Friendship dynamics may change after you get married, and especially after you have children. This shift is the result of a combination of factors, including decreased free time and evolving priorities.
Couples often experience tension when it comes to friendships outside of their relationship. Conflict can arise when one person craves social interaction while the other partner desires alone time. Understanding and accepting each other’s differences are key to nurturing the friendship within your own relationship and keeping friendships with others.
Friendships provide support, keep us from feeling lonely, and make us well-rounded people. Encouraging and supportive friends understand that your best-friend is, and should be, your spouse, but no matter how close we are to our spouse and kids, we often desire to have a kinship with others. Here are a few tips for maintaining friendships outside of your relationship.
Maintaining good friendships takes time and effort. As your life progresses, you must divide that precious time among an ever-growing circle of people, which leaves less time for your friends.

- _Exercises_
A - In the passage on friendships after marriage, rewrite the text between "Couples often experience" and "of your relationship.", inclusive, swapping "spouse" for "partner".
B - What factors does the passage on friendships after marriage name as part of the combination that shifts friendship dynamics?

- _Given records_
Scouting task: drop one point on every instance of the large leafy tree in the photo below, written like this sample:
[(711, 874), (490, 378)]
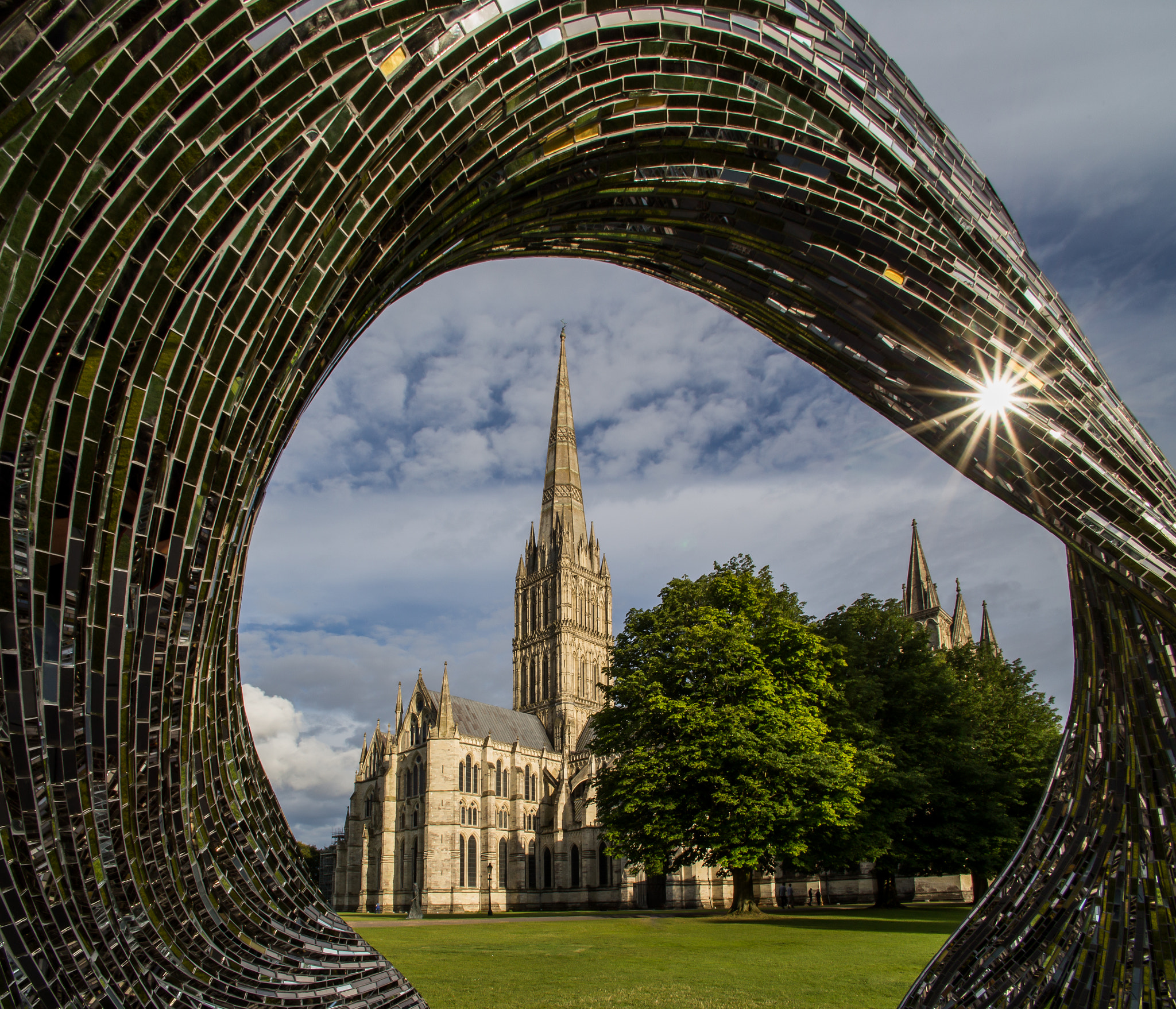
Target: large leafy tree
[(957, 747), (714, 747), (1014, 736), (899, 705)]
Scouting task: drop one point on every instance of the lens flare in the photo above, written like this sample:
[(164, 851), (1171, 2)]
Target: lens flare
[(996, 397)]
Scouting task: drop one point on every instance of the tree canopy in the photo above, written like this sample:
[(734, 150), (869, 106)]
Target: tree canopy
[(741, 732), (714, 747), (957, 745)]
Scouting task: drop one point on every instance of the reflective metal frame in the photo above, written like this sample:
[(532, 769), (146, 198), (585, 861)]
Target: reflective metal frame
[(203, 205)]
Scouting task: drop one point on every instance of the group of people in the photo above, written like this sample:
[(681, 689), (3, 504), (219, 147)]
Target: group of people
[(814, 896)]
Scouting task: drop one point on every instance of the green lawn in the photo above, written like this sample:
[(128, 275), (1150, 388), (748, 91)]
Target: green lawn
[(827, 957)]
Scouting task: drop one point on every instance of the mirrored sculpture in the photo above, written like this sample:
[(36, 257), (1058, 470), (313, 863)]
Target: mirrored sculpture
[(203, 205)]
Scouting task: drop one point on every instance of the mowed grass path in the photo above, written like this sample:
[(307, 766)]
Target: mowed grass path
[(827, 957)]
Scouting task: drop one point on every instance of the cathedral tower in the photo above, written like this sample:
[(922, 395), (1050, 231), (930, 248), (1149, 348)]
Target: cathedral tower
[(564, 596), (921, 597)]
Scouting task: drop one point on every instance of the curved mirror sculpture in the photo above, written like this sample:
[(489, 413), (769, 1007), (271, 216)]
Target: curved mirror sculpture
[(204, 204)]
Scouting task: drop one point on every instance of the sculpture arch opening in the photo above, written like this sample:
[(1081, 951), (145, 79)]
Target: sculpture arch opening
[(203, 206)]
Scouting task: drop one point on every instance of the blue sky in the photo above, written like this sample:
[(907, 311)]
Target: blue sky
[(392, 528)]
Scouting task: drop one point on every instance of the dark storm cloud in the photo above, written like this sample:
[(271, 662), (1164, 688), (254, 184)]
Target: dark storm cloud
[(393, 525)]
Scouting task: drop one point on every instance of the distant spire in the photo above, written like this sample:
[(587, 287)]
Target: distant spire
[(446, 725), (920, 593), (562, 496), (961, 627), (987, 635)]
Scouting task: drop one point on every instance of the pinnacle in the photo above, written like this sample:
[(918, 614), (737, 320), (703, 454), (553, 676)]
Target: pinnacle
[(920, 593), (562, 494)]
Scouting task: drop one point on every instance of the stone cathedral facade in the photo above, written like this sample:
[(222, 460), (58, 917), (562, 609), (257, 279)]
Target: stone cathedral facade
[(478, 806)]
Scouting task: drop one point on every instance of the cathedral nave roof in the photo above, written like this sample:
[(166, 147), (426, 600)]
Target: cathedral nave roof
[(501, 725)]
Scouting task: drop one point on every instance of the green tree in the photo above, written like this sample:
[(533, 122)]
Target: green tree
[(1015, 734), (899, 705), (957, 747), (714, 748)]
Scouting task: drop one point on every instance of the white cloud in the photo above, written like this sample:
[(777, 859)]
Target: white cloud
[(297, 760)]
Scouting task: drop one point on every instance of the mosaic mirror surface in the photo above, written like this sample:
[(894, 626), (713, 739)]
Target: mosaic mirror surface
[(203, 205)]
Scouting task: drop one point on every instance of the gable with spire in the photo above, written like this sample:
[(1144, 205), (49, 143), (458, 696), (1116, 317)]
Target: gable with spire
[(921, 604)]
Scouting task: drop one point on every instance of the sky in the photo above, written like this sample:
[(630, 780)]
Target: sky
[(394, 521)]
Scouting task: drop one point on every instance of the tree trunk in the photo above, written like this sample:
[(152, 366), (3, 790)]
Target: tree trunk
[(978, 886), (887, 895), (744, 902)]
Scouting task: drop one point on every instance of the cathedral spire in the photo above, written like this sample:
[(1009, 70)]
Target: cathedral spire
[(446, 725), (920, 593), (961, 627), (987, 635), (562, 496)]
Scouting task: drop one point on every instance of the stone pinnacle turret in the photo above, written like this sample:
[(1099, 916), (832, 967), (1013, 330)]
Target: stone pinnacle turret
[(564, 501)]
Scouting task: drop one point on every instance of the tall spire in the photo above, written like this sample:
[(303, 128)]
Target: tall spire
[(961, 627), (446, 725), (920, 593), (562, 496), (987, 635)]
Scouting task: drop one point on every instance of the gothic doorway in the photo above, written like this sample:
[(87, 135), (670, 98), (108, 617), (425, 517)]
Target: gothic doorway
[(655, 892)]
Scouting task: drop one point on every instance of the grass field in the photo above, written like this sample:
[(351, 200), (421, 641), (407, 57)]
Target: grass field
[(827, 957)]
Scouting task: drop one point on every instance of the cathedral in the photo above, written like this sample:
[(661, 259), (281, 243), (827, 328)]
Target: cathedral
[(478, 807), (921, 604), (473, 807)]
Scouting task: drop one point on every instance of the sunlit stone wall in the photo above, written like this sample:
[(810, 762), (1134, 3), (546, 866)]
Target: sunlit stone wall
[(202, 205)]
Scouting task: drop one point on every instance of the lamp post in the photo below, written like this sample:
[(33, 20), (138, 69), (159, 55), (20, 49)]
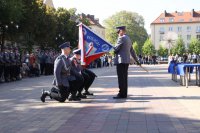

- _Responses by task_
A -
Couples often experience tension when it comes to friendships outside of their relationship. Conflict can arise when one person craves social interaction while the other partner desires alone time. Understanding and accepting each other’s differences are key to nurturing the friendship within your own relationship and keeping friendships with others.
Friendships provide support, keep us from feeling lonely, and make us well-rounded people. Encouraging and supportive friends understand that your best-friend is, and should be, your partner, but no matter how close we are to our partner and kids, we often desire to have a kinship with others. Here are a few tips for maintaining friendships outside of your relationship.

B - Decreased free time and evolving priorities.